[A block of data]
* BEGIN *
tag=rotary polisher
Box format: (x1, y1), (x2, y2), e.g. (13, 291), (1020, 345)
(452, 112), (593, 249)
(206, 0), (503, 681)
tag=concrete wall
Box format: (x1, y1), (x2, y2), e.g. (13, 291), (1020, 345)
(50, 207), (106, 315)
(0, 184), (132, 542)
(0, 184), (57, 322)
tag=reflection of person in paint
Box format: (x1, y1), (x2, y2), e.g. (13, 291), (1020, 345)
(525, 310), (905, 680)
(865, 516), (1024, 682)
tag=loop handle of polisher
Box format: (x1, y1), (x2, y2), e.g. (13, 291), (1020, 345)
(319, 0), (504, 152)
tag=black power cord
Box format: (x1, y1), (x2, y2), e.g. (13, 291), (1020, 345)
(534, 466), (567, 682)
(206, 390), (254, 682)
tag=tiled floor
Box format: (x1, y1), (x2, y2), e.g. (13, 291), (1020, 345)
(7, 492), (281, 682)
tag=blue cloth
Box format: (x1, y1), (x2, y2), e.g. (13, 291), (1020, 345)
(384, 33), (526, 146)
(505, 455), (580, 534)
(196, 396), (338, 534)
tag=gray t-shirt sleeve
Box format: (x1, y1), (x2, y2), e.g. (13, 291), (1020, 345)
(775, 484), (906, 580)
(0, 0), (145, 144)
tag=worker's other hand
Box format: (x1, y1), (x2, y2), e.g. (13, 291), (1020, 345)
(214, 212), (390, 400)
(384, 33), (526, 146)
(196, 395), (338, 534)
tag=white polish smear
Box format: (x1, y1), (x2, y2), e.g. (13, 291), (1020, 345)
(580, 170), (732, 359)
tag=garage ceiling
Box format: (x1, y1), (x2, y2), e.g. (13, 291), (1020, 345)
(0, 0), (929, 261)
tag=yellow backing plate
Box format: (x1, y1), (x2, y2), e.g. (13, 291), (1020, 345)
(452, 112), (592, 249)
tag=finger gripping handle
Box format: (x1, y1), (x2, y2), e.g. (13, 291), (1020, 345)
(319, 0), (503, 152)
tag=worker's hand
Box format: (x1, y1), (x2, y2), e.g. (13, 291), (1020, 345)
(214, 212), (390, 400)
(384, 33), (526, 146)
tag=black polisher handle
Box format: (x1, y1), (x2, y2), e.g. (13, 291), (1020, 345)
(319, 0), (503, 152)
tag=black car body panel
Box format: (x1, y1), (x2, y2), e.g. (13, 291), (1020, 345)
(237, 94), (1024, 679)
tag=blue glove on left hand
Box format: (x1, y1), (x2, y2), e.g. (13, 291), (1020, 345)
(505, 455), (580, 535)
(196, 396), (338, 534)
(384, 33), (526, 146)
* END *
WORK TO DO:
Rewrite the material above as a numbered list, leaving out any blank lines.

TASK RESULT:
1. tag=rotary polisher
2. Box format: (x1, y1), (x2, y2), e.g. (13, 291), (1020, 345)
3. (452, 112), (593, 249)
4. (206, 0), (503, 681)
5. tag=concrete wall
6. Box format: (x1, y1), (x2, y2), e.g. (13, 291), (1020, 345)
7. (50, 207), (106, 315)
8. (0, 184), (132, 542)
9. (0, 184), (57, 322)
10. tag=reflection of person in paint
11. Box format: (x1, y1), (x2, y2), e.g. (13, 291), (1020, 345)
12. (525, 310), (905, 680)
13. (865, 516), (1024, 682)
14. tag=loop handle of polisher
15. Box format: (x1, y1), (x2, y2), e.g. (13, 291), (1020, 345)
16. (319, 0), (504, 152)
17. tag=black power cord
18. Box format: (x1, y1), (x2, y2), e.g. (13, 291), (1020, 345)
19. (534, 466), (567, 682)
20. (206, 390), (254, 682)
21. tag=tiled floor
22. Box format: (x1, y1), (x2, y2), e.g. (13, 291), (1020, 345)
23. (7, 492), (281, 682)
24. tag=blue cloth
25. Box format: (x1, y1), (x2, y2), e.g. (13, 291), (1020, 345)
26. (384, 33), (526, 146)
27. (505, 455), (580, 534)
28. (196, 396), (338, 534)
29. tag=gray t-shirt sleeve
30. Box format: (x1, y1), (x2, y2), e.g. (13, 291), (1020, 345)
31. (775, 484), (906, 580)
32. (0, 0), (145, 144)
33. tag=worker's other hand
34. Box format: (x1, y1), (x2, y2), e.g. (13, 291), (1020, 345)
35. (214, 212), (390, 400)
36. (384, 33), (526, 146)
37. (196, 395), (338, 534)
38. tag=white polish smear
39. Box format: (x1, y1), (x2, y2), e.g. (13, 291), (1020, 345)
40. (580, 170), (732, 359)
41. tag=garage ceiling
42. Box format: (x1, y1), (x2, y2), e.g. (13, 291), (1020, 345)
43. (0, 0), (929, 261)
44. tag=yellow backing plate
45. Box format: (x1, y1), (x2, y2), e.g. (13, 291), (1020, 345)
46. (452, 112), (592, 249)
47. tag=finger gripping handle
48. Box format: (x1, y1), (x2, y2), e.g. (13, 291), (1020, 345)
49. (319, 0), (503, 152)
50. tag=worker's hand
51. Box format: (x1, y1), (x2, y2), e.g. (13, 291), (1020, 345)
52. (214, 212), (390, 400)
53. (384, 33), (526, 146)
54. tag=black polisher handle
55. Box format: (x1, y1), (x2, y2), e.g. (13, 291), (1020, 345)
56. (319, 0), (503, 152)
57. tag=black car body panel
58. Box format: (x1, y1), (x2, y2), e.g. (13, 291), (1020, 345)
59. (237, 94), (1024, 679)
60. tag=blue glove on left hand
61. Box format: (x1, y1), (x2, y2), e.g. (13, 291), (1020, 345)
62. (505, 455), (580, 535)
63. (196, 396), (338, 534)
64. (384, 33), (526, 146)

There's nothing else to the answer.